EXTRACTED RECORDS:
━━━━━━━━

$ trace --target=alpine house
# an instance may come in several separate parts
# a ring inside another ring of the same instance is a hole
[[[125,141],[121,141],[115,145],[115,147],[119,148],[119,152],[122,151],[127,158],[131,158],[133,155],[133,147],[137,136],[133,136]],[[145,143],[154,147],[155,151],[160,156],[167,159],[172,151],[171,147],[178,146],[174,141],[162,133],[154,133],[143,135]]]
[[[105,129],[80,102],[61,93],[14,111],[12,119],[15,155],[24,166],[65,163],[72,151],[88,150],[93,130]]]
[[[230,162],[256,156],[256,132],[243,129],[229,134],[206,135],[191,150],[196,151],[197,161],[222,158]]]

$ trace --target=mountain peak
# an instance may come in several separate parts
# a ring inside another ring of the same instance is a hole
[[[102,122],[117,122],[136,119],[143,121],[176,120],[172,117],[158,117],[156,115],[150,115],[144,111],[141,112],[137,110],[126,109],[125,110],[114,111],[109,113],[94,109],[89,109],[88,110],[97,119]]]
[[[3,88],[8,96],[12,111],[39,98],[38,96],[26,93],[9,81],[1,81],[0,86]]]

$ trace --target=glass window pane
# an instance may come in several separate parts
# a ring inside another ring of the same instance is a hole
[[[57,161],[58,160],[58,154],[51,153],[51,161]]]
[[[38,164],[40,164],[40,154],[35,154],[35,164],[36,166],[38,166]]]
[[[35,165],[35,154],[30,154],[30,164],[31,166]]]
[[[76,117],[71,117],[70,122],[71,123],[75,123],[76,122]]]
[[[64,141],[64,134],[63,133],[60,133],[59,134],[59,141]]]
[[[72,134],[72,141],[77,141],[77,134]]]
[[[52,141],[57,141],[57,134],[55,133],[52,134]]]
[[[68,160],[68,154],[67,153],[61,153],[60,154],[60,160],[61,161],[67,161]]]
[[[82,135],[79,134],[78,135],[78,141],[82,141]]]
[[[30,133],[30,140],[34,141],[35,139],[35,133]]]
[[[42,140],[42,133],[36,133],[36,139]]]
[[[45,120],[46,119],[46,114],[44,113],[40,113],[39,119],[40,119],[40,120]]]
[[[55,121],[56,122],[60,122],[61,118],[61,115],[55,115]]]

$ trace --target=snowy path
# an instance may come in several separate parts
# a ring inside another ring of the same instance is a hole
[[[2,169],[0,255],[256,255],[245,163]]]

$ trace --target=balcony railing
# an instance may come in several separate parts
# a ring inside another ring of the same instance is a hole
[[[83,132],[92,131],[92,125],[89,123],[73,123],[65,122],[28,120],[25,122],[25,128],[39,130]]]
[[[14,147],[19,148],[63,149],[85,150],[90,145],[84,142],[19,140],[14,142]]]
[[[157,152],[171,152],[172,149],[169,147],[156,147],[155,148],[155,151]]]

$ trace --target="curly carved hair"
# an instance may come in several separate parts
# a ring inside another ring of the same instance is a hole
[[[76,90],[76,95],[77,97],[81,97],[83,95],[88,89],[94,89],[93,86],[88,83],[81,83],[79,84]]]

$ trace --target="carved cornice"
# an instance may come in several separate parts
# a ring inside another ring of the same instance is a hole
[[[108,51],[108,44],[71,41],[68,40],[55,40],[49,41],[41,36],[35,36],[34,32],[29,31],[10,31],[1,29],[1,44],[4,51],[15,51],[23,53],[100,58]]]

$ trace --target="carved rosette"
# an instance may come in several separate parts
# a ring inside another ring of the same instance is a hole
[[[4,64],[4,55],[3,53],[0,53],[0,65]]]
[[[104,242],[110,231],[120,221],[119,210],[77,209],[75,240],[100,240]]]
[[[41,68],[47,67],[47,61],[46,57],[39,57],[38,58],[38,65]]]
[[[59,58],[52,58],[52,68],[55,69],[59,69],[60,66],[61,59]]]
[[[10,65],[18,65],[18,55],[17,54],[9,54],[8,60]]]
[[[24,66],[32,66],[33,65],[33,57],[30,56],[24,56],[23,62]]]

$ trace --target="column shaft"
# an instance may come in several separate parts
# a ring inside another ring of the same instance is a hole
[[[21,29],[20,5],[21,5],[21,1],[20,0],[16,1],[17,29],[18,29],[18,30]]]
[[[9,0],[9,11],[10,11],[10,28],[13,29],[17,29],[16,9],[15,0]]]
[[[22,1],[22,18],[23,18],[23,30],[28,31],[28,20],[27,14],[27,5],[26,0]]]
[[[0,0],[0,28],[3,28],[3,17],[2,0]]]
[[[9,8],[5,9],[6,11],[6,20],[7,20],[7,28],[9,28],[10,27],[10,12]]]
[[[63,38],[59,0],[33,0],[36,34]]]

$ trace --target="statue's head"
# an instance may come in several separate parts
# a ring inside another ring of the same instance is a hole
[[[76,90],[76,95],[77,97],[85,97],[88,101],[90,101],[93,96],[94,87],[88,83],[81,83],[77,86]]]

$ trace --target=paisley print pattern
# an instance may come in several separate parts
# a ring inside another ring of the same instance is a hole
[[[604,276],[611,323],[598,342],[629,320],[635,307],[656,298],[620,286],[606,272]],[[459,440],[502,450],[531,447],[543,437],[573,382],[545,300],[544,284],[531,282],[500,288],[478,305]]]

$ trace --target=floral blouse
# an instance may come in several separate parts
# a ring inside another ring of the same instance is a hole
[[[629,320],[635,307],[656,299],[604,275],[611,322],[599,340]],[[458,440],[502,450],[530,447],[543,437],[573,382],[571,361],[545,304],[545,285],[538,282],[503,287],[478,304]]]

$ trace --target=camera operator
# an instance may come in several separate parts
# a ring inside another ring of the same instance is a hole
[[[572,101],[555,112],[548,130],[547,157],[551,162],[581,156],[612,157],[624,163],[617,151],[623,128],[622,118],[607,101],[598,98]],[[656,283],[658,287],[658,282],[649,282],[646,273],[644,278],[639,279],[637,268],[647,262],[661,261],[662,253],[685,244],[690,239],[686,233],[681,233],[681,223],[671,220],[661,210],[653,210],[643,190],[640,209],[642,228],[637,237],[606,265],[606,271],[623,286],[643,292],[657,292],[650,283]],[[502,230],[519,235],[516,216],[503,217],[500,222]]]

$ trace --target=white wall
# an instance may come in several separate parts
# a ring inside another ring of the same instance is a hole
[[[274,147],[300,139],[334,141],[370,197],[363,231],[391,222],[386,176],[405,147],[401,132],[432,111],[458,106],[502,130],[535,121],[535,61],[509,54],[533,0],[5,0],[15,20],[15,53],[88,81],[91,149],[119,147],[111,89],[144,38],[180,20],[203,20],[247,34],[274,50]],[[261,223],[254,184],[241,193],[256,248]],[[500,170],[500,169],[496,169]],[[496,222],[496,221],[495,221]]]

━━━━━━━━

TASK:
Please write out everything from the line containing "trace --target=white wall" down to the last of the lines again, requests included, shifting every coordinate in the outlines by adding 63.

RESULT OF THE TASK:
$ trace --target=white wall
# an instance may come in several separate parts
# a ring inside another ring of the same instance is a hole
[[[337,210],[363,202],[397,204],[433,260],[426,294],[454,285],[449,239],[468,210],[464,195],[495,174],[521,169],[565,193],[598,184],[598,124],[572,117],[596,63],[68,63],[78,83],[78,116],[151,144],[154,212],[182,210],[174,152],[207,101],[243,83],[266,83],[310,97],[337,113]],[[324,286],[317,247],[304,256],[319,311]],[[563,233],[563,232],[559,232]],[[559,285],[559,284],[558,284]]]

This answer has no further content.